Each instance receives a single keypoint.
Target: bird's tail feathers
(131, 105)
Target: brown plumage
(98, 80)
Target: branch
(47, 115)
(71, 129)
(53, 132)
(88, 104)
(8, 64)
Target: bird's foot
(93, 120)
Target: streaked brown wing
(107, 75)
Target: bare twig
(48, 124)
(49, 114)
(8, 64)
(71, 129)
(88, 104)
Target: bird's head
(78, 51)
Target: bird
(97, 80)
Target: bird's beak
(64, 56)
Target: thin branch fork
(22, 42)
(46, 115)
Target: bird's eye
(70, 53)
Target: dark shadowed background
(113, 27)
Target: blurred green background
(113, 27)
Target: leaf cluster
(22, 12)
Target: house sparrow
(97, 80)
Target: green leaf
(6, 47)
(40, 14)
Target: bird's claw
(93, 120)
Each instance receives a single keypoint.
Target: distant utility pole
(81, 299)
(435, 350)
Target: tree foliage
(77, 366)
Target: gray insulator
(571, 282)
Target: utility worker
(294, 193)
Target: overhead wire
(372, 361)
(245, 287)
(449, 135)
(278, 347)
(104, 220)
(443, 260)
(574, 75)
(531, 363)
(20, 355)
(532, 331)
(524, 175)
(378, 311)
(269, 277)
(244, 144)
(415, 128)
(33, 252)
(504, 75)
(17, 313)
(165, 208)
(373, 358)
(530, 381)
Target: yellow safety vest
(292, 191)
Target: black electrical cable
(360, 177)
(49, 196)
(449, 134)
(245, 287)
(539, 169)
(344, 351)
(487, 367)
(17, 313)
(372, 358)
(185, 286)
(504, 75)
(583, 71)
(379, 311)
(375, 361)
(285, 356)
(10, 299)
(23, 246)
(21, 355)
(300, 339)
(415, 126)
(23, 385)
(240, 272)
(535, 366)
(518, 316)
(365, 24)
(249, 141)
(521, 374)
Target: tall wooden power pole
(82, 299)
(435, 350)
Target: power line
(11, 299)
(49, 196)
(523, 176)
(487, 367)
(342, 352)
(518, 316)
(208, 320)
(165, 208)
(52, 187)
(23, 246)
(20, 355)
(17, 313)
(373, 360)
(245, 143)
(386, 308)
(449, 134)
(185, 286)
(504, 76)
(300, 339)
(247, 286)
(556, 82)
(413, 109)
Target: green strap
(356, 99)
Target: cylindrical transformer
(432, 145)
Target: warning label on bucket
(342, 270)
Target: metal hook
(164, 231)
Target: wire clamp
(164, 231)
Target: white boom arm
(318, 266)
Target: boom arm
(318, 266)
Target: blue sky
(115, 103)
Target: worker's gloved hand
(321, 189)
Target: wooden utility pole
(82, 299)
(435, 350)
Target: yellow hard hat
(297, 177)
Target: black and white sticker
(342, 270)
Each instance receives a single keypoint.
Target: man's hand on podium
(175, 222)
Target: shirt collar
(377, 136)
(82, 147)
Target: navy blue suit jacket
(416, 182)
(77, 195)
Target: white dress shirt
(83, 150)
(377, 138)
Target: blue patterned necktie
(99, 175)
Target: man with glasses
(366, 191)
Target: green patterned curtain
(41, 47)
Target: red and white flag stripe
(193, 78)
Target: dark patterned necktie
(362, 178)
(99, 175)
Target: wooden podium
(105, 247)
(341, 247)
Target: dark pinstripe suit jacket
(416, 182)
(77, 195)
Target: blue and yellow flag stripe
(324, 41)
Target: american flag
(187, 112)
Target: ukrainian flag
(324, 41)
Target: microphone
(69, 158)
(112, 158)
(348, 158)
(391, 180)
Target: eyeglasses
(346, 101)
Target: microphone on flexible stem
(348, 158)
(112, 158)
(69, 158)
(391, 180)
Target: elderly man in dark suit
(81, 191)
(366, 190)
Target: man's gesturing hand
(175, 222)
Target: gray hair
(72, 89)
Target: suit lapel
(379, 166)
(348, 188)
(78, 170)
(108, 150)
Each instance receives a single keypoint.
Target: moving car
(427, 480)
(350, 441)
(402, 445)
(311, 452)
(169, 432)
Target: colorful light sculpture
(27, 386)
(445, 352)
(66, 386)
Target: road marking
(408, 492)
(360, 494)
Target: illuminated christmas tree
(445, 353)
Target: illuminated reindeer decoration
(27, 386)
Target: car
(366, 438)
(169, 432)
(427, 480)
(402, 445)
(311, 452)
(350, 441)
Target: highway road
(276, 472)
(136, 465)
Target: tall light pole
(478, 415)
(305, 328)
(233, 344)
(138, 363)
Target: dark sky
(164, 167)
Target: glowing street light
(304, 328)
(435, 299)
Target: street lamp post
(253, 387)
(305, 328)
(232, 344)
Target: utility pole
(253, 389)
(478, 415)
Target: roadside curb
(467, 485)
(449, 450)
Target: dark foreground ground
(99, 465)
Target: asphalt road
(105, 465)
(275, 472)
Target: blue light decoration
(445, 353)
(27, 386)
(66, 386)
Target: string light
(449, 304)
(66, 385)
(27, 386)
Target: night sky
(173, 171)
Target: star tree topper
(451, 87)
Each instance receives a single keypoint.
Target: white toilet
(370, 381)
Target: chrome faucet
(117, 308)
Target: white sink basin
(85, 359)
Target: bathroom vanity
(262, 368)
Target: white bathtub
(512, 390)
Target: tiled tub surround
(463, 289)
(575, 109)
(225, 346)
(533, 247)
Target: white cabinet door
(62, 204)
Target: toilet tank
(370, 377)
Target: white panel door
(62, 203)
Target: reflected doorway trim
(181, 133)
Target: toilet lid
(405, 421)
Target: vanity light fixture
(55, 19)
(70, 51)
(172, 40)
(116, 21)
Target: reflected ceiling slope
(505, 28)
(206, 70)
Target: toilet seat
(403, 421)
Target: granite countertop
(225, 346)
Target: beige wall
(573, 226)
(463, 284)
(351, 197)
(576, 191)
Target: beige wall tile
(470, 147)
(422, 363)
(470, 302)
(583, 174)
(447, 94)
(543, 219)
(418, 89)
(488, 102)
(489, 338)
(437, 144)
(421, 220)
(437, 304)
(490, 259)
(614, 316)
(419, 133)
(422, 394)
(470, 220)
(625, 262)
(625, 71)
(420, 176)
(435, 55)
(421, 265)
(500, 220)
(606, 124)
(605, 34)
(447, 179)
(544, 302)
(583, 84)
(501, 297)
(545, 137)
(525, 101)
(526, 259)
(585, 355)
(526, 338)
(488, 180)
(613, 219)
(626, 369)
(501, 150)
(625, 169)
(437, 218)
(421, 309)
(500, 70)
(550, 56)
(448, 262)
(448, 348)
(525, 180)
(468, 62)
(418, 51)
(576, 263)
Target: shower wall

• Exercise requirements:
Keeping every word as it is, repeat all of the records.

• Written solution:
Each instance receives a single keypoint.
Target: bird's tail feathers
(131, 105)
Target: brown plumage
(98, 80)
Target: branch
(47, 115)
(71, 129)
(53, 132)
(88, 104)
(8, 64)
Target: bird's foot
(93, 120)
Target: streaked brown wing
(107, 75)
Target: bare twig
(48, 124)
(49, 114)
(8, 64)
(71, 129)
(88, 104)
Target: bird's head
(78, 51)
Target: bird
(97, 80)
Target: bird's beak
(64, 56)
Target: thin branch fork
(22, 42)
(46, 115)
Target: bird's eye
(70, 53)
Target: dark shadowed background
(113, 27)
Target: blurred green background
(113, 27)
Target: leaf cluster
(22, 12)
Target: house sparrow
(97, 80)
Target: green leaf
(6, 47)
(40, 14)
Target: bird's claw
(93, 120)
Each instance receives a single keypoint.
Target: distant utility pole
(81, 299)
(435, 350)
Target: tree foliage
(77, 366)
Target: gray insulator
(571, 282)
Target: utility worker
(294, 193)
Target: overhead wire
(372, 361)
(245, 287)
(449, 135)
(278, 347)
(104, 220)
(443, 260)
(574, 75)
(531, 363)
(20, 355)
(532, 331)
(524, 175)
(378, 311)
(269, 277)
(244, 144)
(415, 128)
(33, 252)
(504, 75)
(17, 313)
(165, 208)
(373, 358)
(530, 381)
Target: yellow safety vest
(292, 191)
Target: black electrical cable
(360, 177)
(49, 196)
(449, 134)
(245, 287)
(539, 169)
(344, 351)
(487, 367)
(17, 313)
(372, 358)
(185, 286)
(504, 75)
(583, 71)
(379, 311)
(375, 361)
(285, 356)
(10, 299)
(23, 246)
(21, 355)
(300, 339)
(415, 126)
(23, 385)
(240, 272)
(535, 366)
(518, 316)
(365, 24)
(249, 141)
(521, 374)
Target: tall wooden power pole
(82, 299)
(435, 350)
Target: power line
(11, 299)
(49, 196)
(523, 176)
(487, 367)
(342, 352)
(518, 316)
(208, 320)
(165, 208)
(52, 187)
(23, 246)
(20, 355)
(17, 313)
(373, 360)
(245, 143)
(386, 308)
(449, 134)
(185, 286)
(504, 76)
(300, 339)
(247, 286)
(556, 82)
(413, 109)
Target: green strap
(356, 99)
Target: cylindrical transformer
(432, 145)
Target: warning label on bucket
(342, 270)
Target: metal hook
(164, 231)
Target: wire clamp
(164, 231)
Target: white boom arm
(318, 266)
Target: boom arm
(318, 266)
Target: blue sky
(115, 103)
Target: worker's gloved hand
(321, 189)
Target: wooden utility pole
(82, 299)
(435, 350)
Target: yellow hard hat
(297, 177)
Target: black and white sticker
(342, 270)
Each instance receives a single keypoint.
Target: man's hand on podium
(175, 222)
Target: shirt collar
(377, 136)
(82, 147)
Target: navy blue suit jacket
(416, 182)
(77, 195)
Target: white dress shirt
(83, 150)
(377, 138)
Target: blue patterned necktie
(99, 175)
Target: man with glasses
(366, 191)
Target: green patterned curtain
(41, 47)
Target: red and white flag stripe
(193, 78)
Target: dark patterned necktie
(362, 178)
(99, 175)
Target: wooden podium
(105, 247)
(341, 247)
Target: dark pinstripe suit jacket
(416, 182)
(77, 195)
Target: blue and yellow flag stripe
(324, 41)
Target: american flag
(187, 112)
Target: ukrainian flag
(324, 41)
Target: microphone
(69, 158)
(112, 158)
(348, 158)
(391, 180)
Target: eyeglasses
(346, 101)
Target: microphone on flexible stem
(348, 158)
(112, 158)
(69, 158)
(391, 180)
Target: elderly man in dark suit
(81, 191)
(366, 190)
Target: man's gesturing hand
(175, 222)
Target: gray hair
(72, 89)
Target: suit lapel
(379, 166)
(348, 188)
(78, 170)
(108, 150)
Each instance receives a single keypoint.
Target: moving car
(427, 480)
(350, 441)
(402, 445)
(311, 452)
(169, 432)
Target: colorful light sculpture
(27, 386)
(445, 352)
(66, 386)
Target: road marking
(408, 492)
(360, 494)
Target: illuminated christmas tree
(445, 353)
Target: illuminated reindeer decoration
(27, 386)
Target: car
(366, 438)
(169, 432)
(427, 480)
(402, 445)
(311, 452)
(350, 441)
Target: highway road
(276, 472)
(136, 465)
Target: tall light pole
(478, 415)
(305, 328)
(233, 344)
(138, 363)
Target: dark sky
(164, 167)
Target: glowing street light
(304, 328)
(435, 299)
Target: street lamp post
(253, 387)
(305, 328)
(232, 344)
Target: utility pole
(253, 389)
(478, 415)
Target: roadside curb
(467, 485)
(449, 450)
Target: dark foreground ground
(99, 465)
Target: asphalt road
(105, 465)
(275, 472)
Target: blue light decoration
(445, 353)
(27, 386)
(66, 386)
Target: string light
(449, 304)
(66, 385)
(27, 386)
Target: night sky
(173, 171)
Target: star tree topper
(451, 87)
Each instance receives a single keypoint.
Target: white toilet
(370, 381)
Target: chrome faucet
(117, 308)
Target: white sink basin
(85, 359)
Target: bathroom vanity
(262, 368)
Target: white bathtub
(512, 390)
Target: tiled tub surround
(463, 289)
(575, 109)
(225, 346)
(533, 247)
Target: white cabinet door
(62, 204)
Target: toilet tank
(370, 377)
Target: white panel door
(62, 203)
Target: reflected doorway trim
(181, 133)
Target: toilet lid
(405, 421)
Target: vanity light fixture
(55, 19)
(70, 51)
(172, 40)
(116, 21)
Target: reflected ceiling slope
(505, 28)
(206, 70)
Target: toilet seat
(403, 421)
Target: granite countertop
(225, 346)
Target: beige wall
(573, 226)
(463, 284)
(351, 197)
(576, 191)
Target: beige wall tile
(470, 147)
(422, 363)
(470, 302)
(583, 174)
(447, 94)
(543, 219)
(418, 89)
(488, 102)
(489, 338)
(437, 144)
(421, 220)
(437, 304)
(490, 259)
(614, 316)
(419, 133)
(422, 394)
(470, 220)
(625, 262)
(625, 71)
(420, 176)
(435, 55)
(421, 265)
(500, 220)
(606, 124)
(605, 34)
(447, 179)
(544, 302)
(583, 84)
(501, 297)
(545, 137)
(525, 101)
(526, 259)
(585, 355)
(526, 338)
(488, 180)
(613, 219)
(626, 369)
(501, 150)
(625, 169)
(437, 218)
(421, 309)
(500, 70)
(550, 56)
(448, 262)
(448, 348)
(525, 180)
(468, 62)
(418, 51)
(576, 263)
Target: shower wall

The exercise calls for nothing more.